_Requirement a:_
In the credit ratings passage, what outlook does Fitch Ratings Service assign?

_Given passage:_
[start]

Rating agency                                 Senior notes       Outlook
Moody's Investors Service (Moody's)               Ba2            Stable
Standard & Poor's Ratings Service (S&P)            BB            Stable
Fitch Ratings Service (Fitch)                      BB           Positive



Changes in credit ratings may affect our access to the capital markets, the cost
of short-term debt through interest rates and fees under our lines of credit,
the interest rate on the Adjustable Rate Notes, the rates available on new
long-term debt, our pool of investors and funding sources, the borrowing costs
and margin deposit requirements on our OTC derivative instruments and credit
assurance requirements, including collateral, in support of our midstream
service contracts, joint venture arrangements or construction contracts. Margin
deposits on our OTC derivative instruments are also subject to factors other
than credit rating, such as natural gas prices and credit thresholds set forth
in the agreements between us and hedging counterparties. As of February 12,
2021, we had sufficient unused borrowing capacity, net of letters of credit,
under our credit facility to satisfy any requests for margin deposit or other
collateral that our counterparties are permitted to request of us pursuant to
our OTC derivative instruments, midstream services contracts and other
contracts. As of February 12, 2021, such assurances could be up to approximately
$1.0 billion, inclusive of letters of credit, OTC derivative instrument margin
deposits and other collateral posted of approximately $0.9 billion in the
aggregate. See Notes 3 and 10 to the Consolidated Financial Statements for
further information.

[end]

_Records from a dataset:_
[start]

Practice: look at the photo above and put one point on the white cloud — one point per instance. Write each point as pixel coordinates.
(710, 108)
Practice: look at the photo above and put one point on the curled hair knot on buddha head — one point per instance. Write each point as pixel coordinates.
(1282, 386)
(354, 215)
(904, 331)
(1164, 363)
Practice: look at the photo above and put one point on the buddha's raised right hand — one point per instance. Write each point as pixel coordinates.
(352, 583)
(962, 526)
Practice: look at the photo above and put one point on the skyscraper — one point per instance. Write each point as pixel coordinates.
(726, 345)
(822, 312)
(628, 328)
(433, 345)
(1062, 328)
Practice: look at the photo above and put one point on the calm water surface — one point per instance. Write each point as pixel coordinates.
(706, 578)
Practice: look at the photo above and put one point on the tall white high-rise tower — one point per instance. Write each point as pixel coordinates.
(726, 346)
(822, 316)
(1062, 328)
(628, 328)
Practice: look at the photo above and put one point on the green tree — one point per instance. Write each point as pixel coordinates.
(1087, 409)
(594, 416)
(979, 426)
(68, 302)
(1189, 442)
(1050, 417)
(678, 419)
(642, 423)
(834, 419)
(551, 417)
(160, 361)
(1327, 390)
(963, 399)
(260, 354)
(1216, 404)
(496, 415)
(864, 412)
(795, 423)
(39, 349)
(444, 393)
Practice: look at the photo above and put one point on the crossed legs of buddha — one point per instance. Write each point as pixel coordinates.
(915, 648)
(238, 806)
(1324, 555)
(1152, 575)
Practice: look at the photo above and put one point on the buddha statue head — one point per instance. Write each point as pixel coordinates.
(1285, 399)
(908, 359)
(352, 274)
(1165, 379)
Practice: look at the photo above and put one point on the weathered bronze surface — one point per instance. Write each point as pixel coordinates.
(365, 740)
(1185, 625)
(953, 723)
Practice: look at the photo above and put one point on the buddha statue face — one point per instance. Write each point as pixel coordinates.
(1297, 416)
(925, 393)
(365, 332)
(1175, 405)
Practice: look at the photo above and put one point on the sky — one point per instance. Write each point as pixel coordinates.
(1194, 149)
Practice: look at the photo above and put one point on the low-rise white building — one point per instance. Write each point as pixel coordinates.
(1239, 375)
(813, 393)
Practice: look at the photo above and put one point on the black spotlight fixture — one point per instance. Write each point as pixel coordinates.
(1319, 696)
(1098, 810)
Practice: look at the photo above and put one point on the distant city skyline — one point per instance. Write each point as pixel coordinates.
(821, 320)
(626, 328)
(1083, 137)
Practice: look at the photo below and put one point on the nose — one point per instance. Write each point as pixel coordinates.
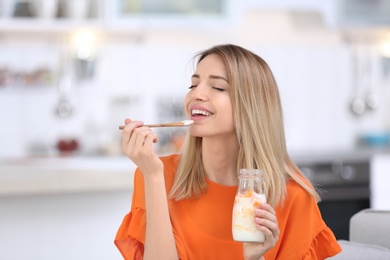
(199, 92)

[end]

_Requirement b:_
Repeat everything in the records from the line containing "on the sky —" down to the line containing "(1098, 810)", including both of those lines.

_Task answer a:_
Positive

_Task answer b:_
Practice: look at the photo above and put one point on the sky — one point per instance. Write each point as pixel coordinates.
(1194, 149)
Practice: look at the photo above and put one point on the low-rise white building — one point per instance. Write each point as pixel coordinates.
(1239, 375)
(813, 393)
Practice: look at the photo above and put one point on the black spotlight fixture — one point per instance. Write each point as pixel coordinates.
(1319, 696)
(1098, 810)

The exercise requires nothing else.